• [Exercise requirements] Collect every line in the records below that contains the word "house", copying each one in full.

━━ Material to process

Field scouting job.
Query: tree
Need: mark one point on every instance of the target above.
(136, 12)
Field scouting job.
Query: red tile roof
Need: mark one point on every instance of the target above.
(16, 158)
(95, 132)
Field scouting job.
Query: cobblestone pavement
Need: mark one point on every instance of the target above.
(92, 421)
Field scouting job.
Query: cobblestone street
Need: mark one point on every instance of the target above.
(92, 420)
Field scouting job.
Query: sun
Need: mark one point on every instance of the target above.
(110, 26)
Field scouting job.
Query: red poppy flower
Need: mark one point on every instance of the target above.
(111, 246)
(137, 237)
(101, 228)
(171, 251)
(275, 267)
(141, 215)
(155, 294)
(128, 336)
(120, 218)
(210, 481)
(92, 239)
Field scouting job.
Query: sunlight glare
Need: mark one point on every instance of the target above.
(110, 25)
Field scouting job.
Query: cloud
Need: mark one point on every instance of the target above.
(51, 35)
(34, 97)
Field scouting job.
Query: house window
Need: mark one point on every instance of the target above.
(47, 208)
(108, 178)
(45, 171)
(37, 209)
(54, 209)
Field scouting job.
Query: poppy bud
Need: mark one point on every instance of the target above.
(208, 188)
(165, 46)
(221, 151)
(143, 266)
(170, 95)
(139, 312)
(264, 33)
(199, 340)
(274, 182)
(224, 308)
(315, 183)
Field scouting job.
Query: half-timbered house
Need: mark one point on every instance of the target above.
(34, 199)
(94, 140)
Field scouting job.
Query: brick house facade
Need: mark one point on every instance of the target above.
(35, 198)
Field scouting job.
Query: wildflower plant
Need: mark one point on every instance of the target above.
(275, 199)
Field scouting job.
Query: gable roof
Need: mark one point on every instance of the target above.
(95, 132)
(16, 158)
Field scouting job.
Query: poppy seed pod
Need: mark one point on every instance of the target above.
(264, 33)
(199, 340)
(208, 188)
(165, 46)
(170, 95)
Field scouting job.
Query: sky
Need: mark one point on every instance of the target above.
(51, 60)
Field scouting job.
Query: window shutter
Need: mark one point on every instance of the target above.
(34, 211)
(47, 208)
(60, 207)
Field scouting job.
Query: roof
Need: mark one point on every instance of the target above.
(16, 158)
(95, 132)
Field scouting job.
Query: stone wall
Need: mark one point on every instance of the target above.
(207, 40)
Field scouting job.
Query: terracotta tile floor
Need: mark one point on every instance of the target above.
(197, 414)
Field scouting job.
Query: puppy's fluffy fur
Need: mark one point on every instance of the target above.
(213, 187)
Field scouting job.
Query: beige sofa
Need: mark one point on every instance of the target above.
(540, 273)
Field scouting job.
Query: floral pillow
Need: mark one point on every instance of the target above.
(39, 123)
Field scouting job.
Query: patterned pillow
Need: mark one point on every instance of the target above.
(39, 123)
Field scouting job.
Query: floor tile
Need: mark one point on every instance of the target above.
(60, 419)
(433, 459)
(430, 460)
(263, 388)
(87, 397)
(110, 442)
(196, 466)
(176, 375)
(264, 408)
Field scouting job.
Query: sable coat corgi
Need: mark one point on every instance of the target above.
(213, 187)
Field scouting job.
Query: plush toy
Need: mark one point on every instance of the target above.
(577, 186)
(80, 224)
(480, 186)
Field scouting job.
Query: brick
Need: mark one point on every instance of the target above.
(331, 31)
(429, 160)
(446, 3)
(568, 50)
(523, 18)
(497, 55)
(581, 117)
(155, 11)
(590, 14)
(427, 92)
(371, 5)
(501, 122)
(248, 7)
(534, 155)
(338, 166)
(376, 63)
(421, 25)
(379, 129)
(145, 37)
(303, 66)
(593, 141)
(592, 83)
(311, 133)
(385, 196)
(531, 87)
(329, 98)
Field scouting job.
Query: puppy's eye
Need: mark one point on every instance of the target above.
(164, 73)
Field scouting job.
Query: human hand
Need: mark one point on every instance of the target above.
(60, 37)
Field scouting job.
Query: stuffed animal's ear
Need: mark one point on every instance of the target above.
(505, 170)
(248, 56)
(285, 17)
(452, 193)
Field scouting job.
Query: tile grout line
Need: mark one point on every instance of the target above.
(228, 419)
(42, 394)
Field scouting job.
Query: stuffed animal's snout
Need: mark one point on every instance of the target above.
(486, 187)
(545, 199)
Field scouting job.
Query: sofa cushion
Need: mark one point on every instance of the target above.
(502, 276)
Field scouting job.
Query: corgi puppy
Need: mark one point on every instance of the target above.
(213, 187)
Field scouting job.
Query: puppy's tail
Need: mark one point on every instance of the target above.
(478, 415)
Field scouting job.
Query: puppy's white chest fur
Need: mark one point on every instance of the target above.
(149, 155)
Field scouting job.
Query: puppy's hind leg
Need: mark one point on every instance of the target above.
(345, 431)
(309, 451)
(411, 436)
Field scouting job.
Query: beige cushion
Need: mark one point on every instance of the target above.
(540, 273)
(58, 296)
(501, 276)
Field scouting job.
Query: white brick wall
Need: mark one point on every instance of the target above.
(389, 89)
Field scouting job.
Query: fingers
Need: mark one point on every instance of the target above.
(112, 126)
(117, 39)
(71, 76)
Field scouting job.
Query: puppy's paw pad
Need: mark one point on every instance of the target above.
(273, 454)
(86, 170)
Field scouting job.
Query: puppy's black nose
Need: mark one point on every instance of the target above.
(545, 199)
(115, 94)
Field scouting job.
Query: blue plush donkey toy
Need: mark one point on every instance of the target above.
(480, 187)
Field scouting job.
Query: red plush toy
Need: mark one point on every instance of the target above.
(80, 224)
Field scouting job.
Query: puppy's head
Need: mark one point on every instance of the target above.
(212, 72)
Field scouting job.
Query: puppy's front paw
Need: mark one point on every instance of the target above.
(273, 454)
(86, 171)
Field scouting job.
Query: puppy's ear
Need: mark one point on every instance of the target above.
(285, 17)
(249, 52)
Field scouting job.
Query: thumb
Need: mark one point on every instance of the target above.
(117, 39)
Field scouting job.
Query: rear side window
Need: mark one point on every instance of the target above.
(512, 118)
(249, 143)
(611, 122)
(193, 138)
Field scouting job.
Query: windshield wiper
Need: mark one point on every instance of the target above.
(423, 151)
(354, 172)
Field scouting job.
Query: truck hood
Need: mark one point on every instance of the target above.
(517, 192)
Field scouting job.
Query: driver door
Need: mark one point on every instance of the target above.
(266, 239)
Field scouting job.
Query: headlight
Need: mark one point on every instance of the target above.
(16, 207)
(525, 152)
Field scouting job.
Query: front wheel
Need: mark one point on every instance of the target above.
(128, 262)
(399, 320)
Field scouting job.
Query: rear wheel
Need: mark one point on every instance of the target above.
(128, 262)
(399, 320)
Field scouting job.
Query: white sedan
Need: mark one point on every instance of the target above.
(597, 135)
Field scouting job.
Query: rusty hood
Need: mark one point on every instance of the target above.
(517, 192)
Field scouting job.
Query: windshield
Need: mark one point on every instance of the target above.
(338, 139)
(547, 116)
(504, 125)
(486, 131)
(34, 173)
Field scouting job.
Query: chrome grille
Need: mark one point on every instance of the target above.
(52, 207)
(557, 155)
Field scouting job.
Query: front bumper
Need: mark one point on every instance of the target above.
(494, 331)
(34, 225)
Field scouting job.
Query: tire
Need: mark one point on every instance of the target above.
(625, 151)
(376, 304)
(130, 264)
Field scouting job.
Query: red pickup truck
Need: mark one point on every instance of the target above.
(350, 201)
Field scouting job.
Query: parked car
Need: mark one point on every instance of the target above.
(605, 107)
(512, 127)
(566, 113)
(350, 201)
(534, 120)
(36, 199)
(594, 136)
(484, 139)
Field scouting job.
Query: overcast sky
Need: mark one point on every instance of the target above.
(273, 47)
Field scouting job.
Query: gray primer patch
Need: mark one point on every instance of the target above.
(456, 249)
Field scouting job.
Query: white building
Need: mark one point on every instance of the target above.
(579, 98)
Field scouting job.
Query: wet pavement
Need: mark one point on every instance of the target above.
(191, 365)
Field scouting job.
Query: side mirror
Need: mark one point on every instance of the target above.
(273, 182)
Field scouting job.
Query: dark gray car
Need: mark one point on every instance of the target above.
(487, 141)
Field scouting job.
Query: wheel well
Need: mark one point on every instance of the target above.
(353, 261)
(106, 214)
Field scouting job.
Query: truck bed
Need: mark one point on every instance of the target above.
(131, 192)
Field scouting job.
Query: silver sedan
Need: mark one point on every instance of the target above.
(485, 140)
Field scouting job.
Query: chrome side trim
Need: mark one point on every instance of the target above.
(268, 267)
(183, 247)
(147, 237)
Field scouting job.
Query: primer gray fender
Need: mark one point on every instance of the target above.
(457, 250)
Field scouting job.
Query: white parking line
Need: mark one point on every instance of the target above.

━━━━

• [Right answer]
Query: house window
Query: half-timbered house
Query: brick house facade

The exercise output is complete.